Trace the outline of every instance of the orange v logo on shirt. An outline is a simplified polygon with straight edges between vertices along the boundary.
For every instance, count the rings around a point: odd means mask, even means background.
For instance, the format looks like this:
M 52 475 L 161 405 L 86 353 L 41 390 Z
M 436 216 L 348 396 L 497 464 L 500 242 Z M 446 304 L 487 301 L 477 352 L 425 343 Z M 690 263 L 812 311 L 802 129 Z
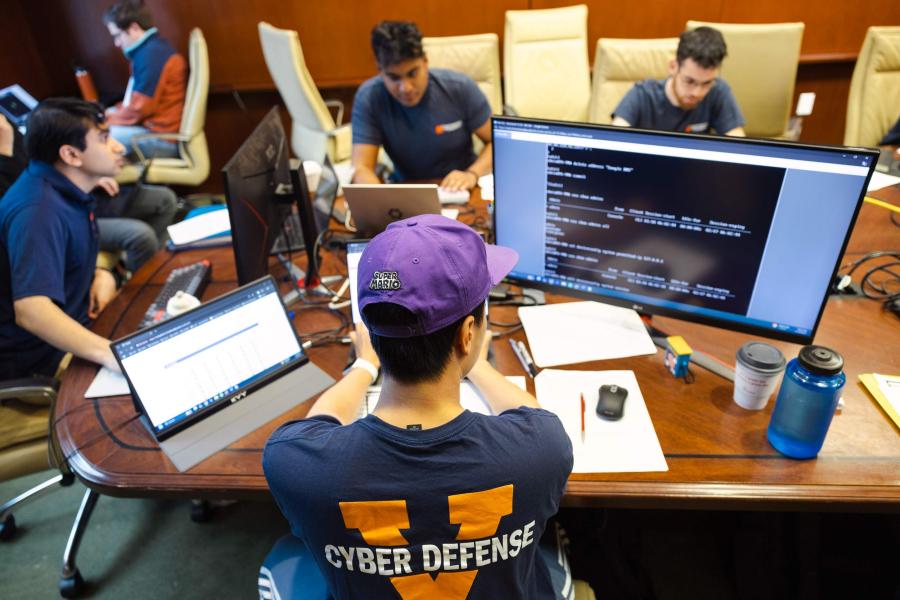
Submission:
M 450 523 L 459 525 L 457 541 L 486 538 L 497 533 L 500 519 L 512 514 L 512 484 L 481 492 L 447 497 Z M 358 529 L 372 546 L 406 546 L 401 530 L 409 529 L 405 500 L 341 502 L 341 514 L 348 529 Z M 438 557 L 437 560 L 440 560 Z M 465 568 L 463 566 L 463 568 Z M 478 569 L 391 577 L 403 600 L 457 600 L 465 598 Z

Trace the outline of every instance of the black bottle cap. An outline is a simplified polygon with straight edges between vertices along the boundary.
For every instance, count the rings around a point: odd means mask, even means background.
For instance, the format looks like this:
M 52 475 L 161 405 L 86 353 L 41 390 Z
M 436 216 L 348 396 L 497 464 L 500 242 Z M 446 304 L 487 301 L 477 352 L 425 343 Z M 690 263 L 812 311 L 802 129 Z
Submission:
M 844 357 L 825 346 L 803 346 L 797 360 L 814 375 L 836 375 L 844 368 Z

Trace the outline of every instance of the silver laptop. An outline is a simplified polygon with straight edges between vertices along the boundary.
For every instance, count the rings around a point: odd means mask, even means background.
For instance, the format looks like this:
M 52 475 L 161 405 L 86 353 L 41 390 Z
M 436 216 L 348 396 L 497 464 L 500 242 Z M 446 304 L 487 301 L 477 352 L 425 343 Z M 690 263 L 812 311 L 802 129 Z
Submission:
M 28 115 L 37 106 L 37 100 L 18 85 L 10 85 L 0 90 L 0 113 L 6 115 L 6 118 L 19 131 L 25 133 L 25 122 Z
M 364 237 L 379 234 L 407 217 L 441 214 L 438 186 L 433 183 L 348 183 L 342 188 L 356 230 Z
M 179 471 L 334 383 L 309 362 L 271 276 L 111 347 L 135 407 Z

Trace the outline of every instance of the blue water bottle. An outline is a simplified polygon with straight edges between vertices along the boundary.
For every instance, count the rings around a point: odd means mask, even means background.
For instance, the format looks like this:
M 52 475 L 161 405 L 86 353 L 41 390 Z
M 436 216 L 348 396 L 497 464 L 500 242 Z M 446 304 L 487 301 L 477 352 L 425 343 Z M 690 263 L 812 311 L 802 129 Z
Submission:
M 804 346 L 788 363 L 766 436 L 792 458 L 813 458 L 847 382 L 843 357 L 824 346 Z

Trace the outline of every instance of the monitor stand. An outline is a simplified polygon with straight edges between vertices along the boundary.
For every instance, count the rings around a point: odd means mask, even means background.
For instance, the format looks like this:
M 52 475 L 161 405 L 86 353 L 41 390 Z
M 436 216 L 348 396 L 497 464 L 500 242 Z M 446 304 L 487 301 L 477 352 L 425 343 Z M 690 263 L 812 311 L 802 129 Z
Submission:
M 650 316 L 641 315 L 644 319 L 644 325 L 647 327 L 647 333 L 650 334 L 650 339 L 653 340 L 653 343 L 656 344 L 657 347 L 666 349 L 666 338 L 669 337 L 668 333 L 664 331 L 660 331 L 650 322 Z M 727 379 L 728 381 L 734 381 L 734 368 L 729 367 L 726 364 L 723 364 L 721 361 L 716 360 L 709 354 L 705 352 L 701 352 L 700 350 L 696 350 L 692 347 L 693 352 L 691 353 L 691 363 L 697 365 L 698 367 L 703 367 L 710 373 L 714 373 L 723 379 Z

...

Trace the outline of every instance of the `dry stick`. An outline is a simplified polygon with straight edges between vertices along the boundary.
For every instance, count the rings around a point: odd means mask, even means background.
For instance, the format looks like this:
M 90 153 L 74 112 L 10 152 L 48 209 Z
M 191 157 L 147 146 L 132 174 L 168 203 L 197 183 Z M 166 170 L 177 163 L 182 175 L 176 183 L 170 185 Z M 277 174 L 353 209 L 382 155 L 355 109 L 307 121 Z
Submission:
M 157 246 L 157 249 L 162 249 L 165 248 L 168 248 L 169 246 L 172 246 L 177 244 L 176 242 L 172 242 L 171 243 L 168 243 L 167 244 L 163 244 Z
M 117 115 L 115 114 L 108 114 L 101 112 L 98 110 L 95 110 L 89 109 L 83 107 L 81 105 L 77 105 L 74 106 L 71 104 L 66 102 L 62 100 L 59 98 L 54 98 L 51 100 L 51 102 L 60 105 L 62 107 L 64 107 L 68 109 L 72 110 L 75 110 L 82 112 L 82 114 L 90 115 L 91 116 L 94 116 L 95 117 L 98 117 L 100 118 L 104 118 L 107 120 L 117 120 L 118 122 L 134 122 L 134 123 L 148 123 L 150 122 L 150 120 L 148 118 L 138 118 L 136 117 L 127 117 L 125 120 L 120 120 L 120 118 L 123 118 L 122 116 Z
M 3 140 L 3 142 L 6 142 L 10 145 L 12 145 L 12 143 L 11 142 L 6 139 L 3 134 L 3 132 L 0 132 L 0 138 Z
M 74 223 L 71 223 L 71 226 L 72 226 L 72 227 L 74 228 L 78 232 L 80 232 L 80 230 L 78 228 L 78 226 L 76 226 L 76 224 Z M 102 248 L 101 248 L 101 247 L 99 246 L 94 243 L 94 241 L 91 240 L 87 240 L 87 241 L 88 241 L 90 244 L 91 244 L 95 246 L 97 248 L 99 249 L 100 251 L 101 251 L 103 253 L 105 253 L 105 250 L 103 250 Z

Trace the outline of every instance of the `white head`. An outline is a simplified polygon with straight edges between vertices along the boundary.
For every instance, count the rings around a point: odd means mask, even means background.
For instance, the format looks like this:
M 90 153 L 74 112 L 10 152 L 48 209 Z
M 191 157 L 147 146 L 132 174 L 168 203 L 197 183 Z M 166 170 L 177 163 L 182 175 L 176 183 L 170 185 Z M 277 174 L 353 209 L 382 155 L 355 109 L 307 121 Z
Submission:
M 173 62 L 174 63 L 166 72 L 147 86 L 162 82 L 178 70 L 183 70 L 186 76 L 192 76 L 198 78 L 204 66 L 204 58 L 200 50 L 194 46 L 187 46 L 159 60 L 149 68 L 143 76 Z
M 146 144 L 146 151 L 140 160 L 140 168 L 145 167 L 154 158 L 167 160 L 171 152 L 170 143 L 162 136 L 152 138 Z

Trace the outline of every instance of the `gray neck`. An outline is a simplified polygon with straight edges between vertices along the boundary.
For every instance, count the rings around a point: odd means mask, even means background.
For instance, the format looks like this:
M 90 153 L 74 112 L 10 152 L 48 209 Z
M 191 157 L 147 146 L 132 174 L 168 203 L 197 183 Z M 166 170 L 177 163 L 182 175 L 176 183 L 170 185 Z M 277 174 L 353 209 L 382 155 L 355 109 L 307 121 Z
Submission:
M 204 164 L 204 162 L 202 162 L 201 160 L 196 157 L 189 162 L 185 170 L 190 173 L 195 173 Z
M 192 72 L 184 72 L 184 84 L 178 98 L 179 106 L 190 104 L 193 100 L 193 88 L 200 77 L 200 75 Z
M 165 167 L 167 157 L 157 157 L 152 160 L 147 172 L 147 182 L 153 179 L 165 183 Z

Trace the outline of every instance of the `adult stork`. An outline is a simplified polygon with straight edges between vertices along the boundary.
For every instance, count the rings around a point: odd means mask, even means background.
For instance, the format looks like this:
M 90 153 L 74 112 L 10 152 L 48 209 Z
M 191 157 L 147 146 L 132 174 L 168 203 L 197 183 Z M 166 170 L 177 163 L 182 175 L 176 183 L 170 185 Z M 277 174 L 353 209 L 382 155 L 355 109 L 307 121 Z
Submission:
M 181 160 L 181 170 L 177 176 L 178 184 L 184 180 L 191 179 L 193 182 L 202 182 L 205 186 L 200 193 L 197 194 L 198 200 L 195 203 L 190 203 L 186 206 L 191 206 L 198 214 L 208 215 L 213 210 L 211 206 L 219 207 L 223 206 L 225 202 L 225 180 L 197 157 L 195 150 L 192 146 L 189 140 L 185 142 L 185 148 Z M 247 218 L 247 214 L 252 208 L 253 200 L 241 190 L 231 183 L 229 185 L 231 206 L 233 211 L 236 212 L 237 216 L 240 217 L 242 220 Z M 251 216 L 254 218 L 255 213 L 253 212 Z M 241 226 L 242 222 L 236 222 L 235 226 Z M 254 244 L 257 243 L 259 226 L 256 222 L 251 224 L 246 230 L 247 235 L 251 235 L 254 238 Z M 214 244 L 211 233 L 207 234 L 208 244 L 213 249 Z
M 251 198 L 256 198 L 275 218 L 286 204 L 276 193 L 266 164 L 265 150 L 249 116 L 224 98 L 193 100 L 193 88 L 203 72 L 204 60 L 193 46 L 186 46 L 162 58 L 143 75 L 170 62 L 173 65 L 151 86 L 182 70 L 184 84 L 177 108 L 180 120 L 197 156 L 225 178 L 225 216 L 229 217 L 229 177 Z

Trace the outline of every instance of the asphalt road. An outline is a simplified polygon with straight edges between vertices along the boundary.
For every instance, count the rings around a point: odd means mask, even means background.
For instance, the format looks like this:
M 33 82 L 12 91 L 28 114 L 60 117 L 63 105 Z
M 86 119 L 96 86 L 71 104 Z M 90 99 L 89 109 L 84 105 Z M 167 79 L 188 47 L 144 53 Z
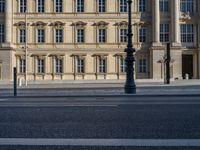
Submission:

**Task instructions:** Rewrite the stretch of lines from the one containing "Trace the outline of every instance of the orange" through the one containing "M 844 357 L", swapping "background" for "exterior" and changing nothing else. Leave out the pictures.

**Task answer:**
Trace the outline of every instance of the orange v logo on shirt. An outline is a simplified polygon with straight edges between vertices along the boundary.
For every instance, count the rings around a point: odd means mask, even means exterior.
For instance, the format looks like this:
M 52 475 L 161 405 L 86 353 L 41 390 Z
M 436 216 L 348 396 L 497 464 L 500 242 Z M 446 304 L 487 301 L 477 352 L 425 343 Z M 690 263 L 812 311 L 802 129 Z
Submission:
M 450 523 L 459 525 L 457 541 L 486 538 L 497 533 L 500 519 L 512 514 L 512 484 L 481 492 L 447 497 Z M 358 529 L 372 546 L 406 546 L 401 530 L 409 529 L 405 500 L 341 502 L 341 514 L 348 529 Z M 438 557 L 437 560 L 440 560 Z M 465 568 L 463 566 L 463 568 Z M 478 569 L 391 577 L 403 600 L 457 600 L 465 598 Z

Trace the outline of every instance of the black bottle cap. An outline is a simplified polygon with straight edges between vertices along the boundary.
For every instance, count the rings around a point: odd means mask, even means exterior.
For instance, the format looks like this:
M 52 475 L 161 405 L 86 353 L 41 390 Z
M 436 216 L 348 396 L 497 464 L 500 242 Z M 446 304 L 487 301 L 477 352 L 425 343 Z M 690 263 L 812 311 L 802 129 Z
Submission:
M 844 357 L 825 346 L 803 346 L 797 360 L 814 375 L 836 375 L 844 368 Z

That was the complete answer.